What this task involves
Wherever an image appears in the records, exclude it, and reproduce everything else exactly.

Excerpted records
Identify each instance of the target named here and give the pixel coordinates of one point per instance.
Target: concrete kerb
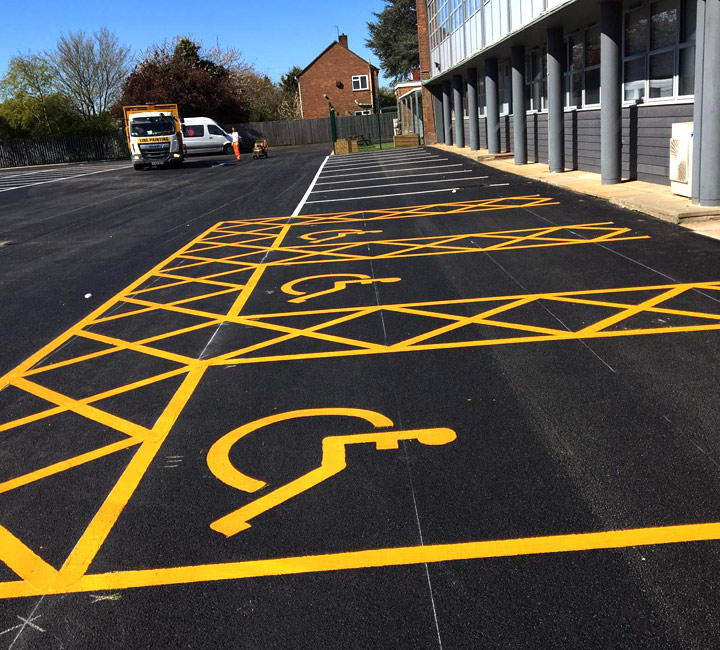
(648, 198)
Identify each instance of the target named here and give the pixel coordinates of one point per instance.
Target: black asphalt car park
(387, 400)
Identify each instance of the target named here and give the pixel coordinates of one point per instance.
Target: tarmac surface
(438, 407)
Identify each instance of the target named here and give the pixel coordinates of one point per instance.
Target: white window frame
(648, 53)
(359, 78)
(581, 71)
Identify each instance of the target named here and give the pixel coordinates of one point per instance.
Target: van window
(193, 130)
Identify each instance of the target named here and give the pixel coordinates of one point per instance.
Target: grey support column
(556, 110)
(519, 117)
(416, 114)
(459, 111)
(706, 139)
(611, 84)
(437, 110)
(492, 115)
(447, 117)
(472, 109)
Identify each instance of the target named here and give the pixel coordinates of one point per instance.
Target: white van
(203, 135)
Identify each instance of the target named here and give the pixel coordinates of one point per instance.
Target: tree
(28, 85)
(394, 39)
(90, 70)
(176, 73)
(289, 81)
(386, 97)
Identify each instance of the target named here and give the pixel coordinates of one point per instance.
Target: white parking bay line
(382, 163)
(372, 187)
(352, 160)
(383, 196)
(376, 167)
(392, 171)
(387, 178)
(309, 190)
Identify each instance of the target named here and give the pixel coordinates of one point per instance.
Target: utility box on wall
(681, 159)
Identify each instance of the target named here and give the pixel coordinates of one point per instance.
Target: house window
(659, 50)
(360, 82)
(582, 79)
(536, 77)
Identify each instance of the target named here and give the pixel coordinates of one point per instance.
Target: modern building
(579, 84)
(408, 95)
(341, 77)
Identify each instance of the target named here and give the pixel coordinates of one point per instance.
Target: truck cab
(154, 135)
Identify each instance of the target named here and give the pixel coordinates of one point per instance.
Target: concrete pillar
(492, 113)
(437, 110)
(611, 84)
(519, 117)
(472, 109)
(556, 104)
(459, 111)
(706, 139)
(447, 121)
(416, 114)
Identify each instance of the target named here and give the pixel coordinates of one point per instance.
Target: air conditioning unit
(681, 159)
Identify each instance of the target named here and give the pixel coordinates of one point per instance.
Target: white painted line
(387, 178)
(392, 171)
(64, 178)
(383, 196)
(309, 190)
(372, 187)
(415, 162)
(379, 163)
(387, 152)
(353, 158)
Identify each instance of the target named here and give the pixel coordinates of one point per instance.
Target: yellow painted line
(104, 520)
(376, 558)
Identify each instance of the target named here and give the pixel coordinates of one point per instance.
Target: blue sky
(273, 35)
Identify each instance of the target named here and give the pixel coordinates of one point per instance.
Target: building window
(582, 79)
(659, 50)
(536, 78)
(360, 82)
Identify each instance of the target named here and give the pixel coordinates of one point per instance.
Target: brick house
(349, 81)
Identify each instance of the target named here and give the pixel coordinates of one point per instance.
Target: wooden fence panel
(316, 131)
(65, 149)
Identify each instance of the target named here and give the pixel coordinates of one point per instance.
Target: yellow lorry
(154, 135)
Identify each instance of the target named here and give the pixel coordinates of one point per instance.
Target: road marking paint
(300, 205)
(333, 459)
(439, 180)
(414, 162)
(392, 171)
(384, 196)
(387, 178)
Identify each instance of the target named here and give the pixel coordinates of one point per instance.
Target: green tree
(289, 81)
(90, 70)
(394, 40)
(28, 85)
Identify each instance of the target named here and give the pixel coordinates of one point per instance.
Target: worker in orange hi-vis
(236, 143)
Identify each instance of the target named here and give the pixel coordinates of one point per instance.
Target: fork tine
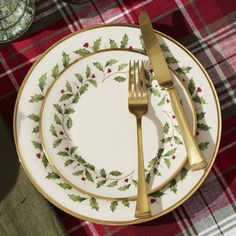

Response area
Identify each instance of the target named here and give the pixel coordinates of one point per instance.
Target: concrete kerb
(648, 198)
Identify each instance of the target named here and give the pixel coordinates of one point per instance.
Target: black asphalt car park
(387, 400)
Identify each instance of the target named here and give the pixel coordinates of one point per instance.
Target: tarmac surface
(438, 407)
Identify each instance of the target named here and give the pixel coordinates of one point per instance.
Target: white window frame
(648, 53)
(359, 78)
(581, 71)
Identify each instance of the target named here and give the pixel coordinates of one point per instance.
Target: van window
(193, 130)
Identify each instance of the target named here and give the pixel coordinates of one point per instance.
Target: grey support column
(556, 110)
(519, 117)
(416, 114)
(459, 111)
(706, 139)
(611, 84)
(437, 110)
(492, 115)
(447, 117)
(472, 109)
Identify each instance of the target named here and give the pixel coordinates of one point per instance.
Target: white van
(203, 135)
Identify each instance of the target named here and give the pixel coordinates of one point per instance.
Target: tree
(28, 85)
(394, 39)
(90, 70)
(176, 73)
(289, 81)
(386, 97)
Identify each instance of the target named here and give the pixel coordinates of one point per instance.
Target: white parking bay line
(382, 163)
(372, 187)
(352, 160)
(383, 196)
(376, 167)
(392, 171)
(387, 178)
(309, 190)
Identify each instance of the target named here and give the pixel coordinates of one point per instance.
Target: utility box on wall
(681, 159)
Identify each instance of the target named here and give the pixel coordinates of one point per instance.
Target: house window
(659, 50)
(360, 82)
(582, 79)
(536, 77)
Identify each instance of the target named here and give the pixel coordinates of one point per instance.
Target: modern building
(579, 84)
(408, 95)
(341, 77)
Identify each instance of the target named here and give the pixel coordinates of one point per instance.
Target: truck cab
(154, 135)
Identify each instance of the target named here and give the pixel coordinates of one point per instance.
Target: concrete pillar
(492, 113)
(437, 110)
(611, 84)
(519, 117)
(472, 109)
(556, 104)
(459, 111)
(706, 139)
(447, 121)
(416, 114)
Identify each instance of the target named here and give the pixel coordinates of one point per instance.
Target: air conditioning unit
(681, 159)
Identify each instance of the target named here and give the pixel coordinates of one point per instance.
Target: white painted line
(387, 178)
(392, 171)
(64, 178)
(383, 196)
(309, 190)
(372, 187)
(415, 162)
(379, 163)
(387, 152)
(353, 158)
Identify each instance of the target named here and give the pixel coordinates of one point per instance.
Target: yellow painted line
(104, 520)
(376, 558)
Identify each instance of the target named here and give the pixel coordinates of one point per instance.
Target: blue sky
(273, 35)
Identify each instance of the target named here and give the pixel coordinates of one point per instance.
Target: building window
(582, 79)
(659, 50)
(536, 78)
(360, 82)
Identify each instance of the target named here and give the pixel coordinates of one point per instance.
Target: brick house
(349, 81)
Identify each instance of the target named here and give the pixel coordinates of one point per instance.
Target: wooden fence panel
(316, 131)
(65, 149)
Identify each instance of the target named here and give the pixel coordinates of one point per instance.
Target: yellow lorry
(154, 135)
Identify each instance of the target named here and give the pixel coordinates of one point per instance.
Target: road marking paint
(300, 205)
(333, 459)
(439, 180)
(414, 162)
(392, 171)
(384, 196)
(387, 178)
Identify each instance of the target named here and give the pixel coordinates of one point per instance.
Target: green tree
(289, 81)
(90, 70)
(394, 40)
(28, 85)
Identify each instance of the target named here and give the pixel coordinates of one point per instance.
Target: worker in orange hi-vis
(236, 143)
Identify each instance of the target named here and give the pixel coordinates of one point per instance.
Target: fork tine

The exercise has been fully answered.